» **Set exercise**: Could you change "green water" to "murky water" throughout the records and write them out again with nothing else altered?

______

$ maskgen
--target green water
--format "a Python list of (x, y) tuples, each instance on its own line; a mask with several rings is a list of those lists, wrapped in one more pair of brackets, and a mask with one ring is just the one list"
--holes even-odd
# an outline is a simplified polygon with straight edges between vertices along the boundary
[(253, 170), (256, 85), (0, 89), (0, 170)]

______

» **Finished task**:
$ maskgen
--target murky water
--format "a Python list of (x, y) tuples, each instance on its own line; a mask with several rings is a list of those lists, wrapped in one more pair of brackets, and a mask with one ring is just the one list"
--holes even-odd
# an outline is a simplified polygon with straight edges between vertices along the boundary
[(253, 170), (256, 85), (0, 89), (0, 170)]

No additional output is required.